Please copy the croissant forum post below in full, word for word.
┌─ Page extract
# A Croissant Journey



## smokeymose (Mar 26, 2022)

Good afternoon!
Well the weather took a turn back to Winter the last couple of days (typical March) and I needed something to keep me occupied stuck inside. Some kind of bread, maybe?
I thought about chopsaw's Italian but I had a loaf of sourdough already on the counter. I wanted to try something different and settled on Croissants.






1 1/2 cups cold butter
4 cups all purpose flour
2 1/4 tsp active dry yeast
1 1/4 cup milk
1/4 cup sugar
1 egg
The recipe called for 1 tsp of salt but I didn't use any.





Mixed the butter slices (1/2") with 3 cups of the flour to coat and into the fridge.





The remaining 1 cup of flour gets mixed with the yeast and when the milk and sugar are warm (120 to 130f) it gets added with the egg
and mixed on low 30 seconds and high 3 minutes. 
	

		
			
		

		
	






Then mix the 2 mixtures together 
	

		
			
		

		
	






Now things start getting a little weird.
Turn the dough onto a well floured surface and knead 8 times. With a well floured rolling pin roll it out to a 21" x 12" rectangle.
Fold by thirds into a rectangle, loosely wrap and refrigerate for an hour and a half.









Then you roll it out into ANOTHER 21" x 12" rectangle, fold in thirds, roll out and repeat 2 MORE TIMES!
└─
┌─ Supplied data
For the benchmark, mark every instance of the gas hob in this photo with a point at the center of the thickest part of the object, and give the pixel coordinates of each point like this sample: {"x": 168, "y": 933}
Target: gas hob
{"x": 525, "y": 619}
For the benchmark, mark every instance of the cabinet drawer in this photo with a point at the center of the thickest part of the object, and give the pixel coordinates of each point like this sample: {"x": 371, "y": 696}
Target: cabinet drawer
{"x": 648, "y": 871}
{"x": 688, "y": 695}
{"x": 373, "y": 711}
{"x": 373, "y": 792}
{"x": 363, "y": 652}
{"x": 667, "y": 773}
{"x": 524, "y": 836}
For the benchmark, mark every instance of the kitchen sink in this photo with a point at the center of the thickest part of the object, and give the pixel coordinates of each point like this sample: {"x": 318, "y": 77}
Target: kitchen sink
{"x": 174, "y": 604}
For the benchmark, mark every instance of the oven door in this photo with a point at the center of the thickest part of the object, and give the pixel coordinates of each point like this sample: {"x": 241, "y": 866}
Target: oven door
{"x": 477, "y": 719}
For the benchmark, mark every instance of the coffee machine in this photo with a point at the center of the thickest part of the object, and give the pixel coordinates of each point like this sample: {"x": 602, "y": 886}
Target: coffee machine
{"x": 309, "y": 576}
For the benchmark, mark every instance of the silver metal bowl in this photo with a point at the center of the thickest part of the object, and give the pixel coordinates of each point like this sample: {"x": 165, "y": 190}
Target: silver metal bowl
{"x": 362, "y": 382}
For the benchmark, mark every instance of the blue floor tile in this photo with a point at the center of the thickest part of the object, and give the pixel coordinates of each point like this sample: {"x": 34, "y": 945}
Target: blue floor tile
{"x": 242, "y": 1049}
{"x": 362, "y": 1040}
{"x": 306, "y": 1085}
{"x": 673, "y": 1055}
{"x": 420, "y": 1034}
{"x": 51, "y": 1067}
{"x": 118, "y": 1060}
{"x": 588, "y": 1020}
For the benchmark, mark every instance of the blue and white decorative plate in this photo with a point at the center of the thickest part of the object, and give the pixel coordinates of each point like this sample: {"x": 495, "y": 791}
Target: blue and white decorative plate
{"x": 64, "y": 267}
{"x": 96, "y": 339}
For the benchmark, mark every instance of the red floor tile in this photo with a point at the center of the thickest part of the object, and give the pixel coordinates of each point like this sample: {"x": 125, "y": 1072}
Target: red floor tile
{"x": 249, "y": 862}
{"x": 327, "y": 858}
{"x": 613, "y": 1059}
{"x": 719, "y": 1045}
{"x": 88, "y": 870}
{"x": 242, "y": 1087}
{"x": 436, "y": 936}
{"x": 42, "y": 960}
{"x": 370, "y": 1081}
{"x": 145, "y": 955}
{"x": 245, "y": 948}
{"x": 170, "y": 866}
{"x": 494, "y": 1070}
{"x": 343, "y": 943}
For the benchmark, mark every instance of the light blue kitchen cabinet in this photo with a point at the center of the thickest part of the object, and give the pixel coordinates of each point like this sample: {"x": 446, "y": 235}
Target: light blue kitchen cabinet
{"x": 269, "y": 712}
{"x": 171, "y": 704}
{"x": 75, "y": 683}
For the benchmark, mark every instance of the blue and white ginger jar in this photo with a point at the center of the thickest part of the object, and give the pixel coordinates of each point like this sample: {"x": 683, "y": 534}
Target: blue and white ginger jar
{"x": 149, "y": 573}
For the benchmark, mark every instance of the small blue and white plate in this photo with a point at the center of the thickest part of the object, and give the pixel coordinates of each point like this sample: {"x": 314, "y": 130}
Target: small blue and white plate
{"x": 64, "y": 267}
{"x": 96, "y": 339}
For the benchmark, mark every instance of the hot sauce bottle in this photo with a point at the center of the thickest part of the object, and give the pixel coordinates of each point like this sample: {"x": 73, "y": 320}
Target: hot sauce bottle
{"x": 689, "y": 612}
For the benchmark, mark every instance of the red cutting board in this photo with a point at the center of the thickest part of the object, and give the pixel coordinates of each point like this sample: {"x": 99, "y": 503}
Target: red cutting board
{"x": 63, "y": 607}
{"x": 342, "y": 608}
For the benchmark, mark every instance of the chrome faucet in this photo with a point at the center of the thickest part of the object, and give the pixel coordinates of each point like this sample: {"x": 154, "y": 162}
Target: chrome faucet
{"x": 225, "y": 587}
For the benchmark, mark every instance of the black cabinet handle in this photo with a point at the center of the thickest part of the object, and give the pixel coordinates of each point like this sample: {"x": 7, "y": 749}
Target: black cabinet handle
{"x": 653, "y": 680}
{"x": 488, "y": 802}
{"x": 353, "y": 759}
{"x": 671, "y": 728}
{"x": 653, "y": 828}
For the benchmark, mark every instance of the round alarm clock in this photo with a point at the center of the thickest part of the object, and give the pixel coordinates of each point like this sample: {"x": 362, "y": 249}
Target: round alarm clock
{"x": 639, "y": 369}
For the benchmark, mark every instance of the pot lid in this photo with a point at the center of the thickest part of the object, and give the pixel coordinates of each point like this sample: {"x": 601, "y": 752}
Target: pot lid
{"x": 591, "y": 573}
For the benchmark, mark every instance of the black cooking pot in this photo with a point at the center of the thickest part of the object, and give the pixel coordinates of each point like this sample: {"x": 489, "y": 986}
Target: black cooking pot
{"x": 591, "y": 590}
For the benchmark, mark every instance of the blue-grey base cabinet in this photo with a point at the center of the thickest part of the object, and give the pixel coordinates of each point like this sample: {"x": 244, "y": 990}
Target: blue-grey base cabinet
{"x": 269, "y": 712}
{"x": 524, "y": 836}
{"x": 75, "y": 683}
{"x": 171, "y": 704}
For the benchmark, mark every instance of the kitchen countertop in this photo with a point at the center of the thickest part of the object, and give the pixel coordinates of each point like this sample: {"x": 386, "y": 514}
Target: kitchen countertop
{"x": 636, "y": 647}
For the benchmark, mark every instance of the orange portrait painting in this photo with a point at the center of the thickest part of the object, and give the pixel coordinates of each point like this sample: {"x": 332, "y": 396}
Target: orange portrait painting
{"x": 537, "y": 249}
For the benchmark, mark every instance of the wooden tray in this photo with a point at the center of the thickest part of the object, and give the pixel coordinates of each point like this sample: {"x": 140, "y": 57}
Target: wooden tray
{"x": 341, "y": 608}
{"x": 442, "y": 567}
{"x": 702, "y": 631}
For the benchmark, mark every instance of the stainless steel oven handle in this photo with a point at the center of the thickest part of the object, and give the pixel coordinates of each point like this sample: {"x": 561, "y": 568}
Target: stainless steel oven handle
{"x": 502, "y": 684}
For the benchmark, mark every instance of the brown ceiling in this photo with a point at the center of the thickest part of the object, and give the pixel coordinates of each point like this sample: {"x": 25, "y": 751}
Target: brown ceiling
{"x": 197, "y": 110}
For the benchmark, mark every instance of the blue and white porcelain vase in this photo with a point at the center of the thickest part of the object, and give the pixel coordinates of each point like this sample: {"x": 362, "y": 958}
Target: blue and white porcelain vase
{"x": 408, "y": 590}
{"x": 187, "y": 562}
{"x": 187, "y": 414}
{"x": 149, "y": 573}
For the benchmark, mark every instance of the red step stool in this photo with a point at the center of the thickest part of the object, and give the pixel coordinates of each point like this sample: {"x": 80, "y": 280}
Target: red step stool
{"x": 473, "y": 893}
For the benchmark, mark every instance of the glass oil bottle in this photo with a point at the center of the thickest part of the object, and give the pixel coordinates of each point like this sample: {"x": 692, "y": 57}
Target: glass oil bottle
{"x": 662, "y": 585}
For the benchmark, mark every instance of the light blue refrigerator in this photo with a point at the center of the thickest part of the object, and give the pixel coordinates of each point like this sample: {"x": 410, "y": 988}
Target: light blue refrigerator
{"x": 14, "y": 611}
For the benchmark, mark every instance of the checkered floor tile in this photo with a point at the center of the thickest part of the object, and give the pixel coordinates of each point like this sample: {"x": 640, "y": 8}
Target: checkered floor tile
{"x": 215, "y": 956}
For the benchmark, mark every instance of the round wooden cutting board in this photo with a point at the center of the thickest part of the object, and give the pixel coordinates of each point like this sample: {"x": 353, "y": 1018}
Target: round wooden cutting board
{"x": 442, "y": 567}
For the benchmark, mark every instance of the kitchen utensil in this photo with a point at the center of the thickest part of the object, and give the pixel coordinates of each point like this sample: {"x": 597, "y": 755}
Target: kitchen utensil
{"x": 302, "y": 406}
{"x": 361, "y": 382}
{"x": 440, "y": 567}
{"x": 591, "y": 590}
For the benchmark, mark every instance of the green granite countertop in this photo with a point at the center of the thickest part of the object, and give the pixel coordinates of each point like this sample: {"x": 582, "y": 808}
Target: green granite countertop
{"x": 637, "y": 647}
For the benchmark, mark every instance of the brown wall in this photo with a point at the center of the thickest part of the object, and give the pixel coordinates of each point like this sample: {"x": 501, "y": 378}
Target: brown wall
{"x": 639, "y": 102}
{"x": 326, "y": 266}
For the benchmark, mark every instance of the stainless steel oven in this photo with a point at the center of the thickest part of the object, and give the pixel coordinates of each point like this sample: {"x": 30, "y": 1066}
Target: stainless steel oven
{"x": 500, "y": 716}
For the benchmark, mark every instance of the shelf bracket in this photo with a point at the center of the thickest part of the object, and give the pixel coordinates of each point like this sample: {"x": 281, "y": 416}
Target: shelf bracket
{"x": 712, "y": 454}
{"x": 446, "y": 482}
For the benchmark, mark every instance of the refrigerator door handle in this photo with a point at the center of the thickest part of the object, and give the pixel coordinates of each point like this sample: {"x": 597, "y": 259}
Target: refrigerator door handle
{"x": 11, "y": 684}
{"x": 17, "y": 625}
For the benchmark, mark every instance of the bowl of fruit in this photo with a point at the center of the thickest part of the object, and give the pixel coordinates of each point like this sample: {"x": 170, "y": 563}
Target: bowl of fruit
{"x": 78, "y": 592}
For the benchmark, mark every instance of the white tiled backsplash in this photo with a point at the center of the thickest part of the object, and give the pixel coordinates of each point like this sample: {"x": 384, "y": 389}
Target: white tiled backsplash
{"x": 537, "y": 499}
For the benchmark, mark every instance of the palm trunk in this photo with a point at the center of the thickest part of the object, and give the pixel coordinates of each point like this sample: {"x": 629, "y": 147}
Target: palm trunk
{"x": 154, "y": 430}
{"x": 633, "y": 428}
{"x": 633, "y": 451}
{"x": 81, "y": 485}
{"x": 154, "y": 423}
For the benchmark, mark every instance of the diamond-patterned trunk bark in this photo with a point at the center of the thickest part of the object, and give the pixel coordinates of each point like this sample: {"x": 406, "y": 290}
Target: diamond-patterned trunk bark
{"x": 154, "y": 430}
└─
→ **The response**
# A Croissant Journey



## smokeymose (Mar 26, 2022)

Good afternoon!
Well the weather took a turn back to Winter the last couple of days (typical March) and I needed something to keep me occupied stuck inside. Some kind of bread, maybe?
I thought about chopsaw's Italian but I had a loaf of sourdough already on the counter. I wanted to try something different and settled on Croissants.






1 1/2 cups cold butter
4 cups all purpose flour
2 1/4 tsp active dry yeast
1 1/4 cup milk
1/4 cup sugar
1 egg
The recipe called for 1 tsp of salt but I didn't use any.





Mixed the butter slices (1/2") with 3 cups of the flour to coat and into the fridge.





The remaining 1 cup of flour gets mixed with the yeast and when the milk and sugar are warm (120 to 130f) it gets added with the egg
and mixed on low 30 seconds and high 3 minutes. 
	

		
			
		

		
	






Then mix the 2 mixtures together 
	

		
			
		

		
	






Now things start getting a little weird.
Turn the dough onto a well floured surface and knead 8 times. With a well floured rolling pin roll it out to a 21" x 12" rectangle.
Fold by thirds into a rectangle, loosely wrap and refrigerate for an hour and a half.









Then you roll it out into ANOTHER 21" x 12" rectangle, fold in thirds, roll out and repeat 2 MORE TIMES!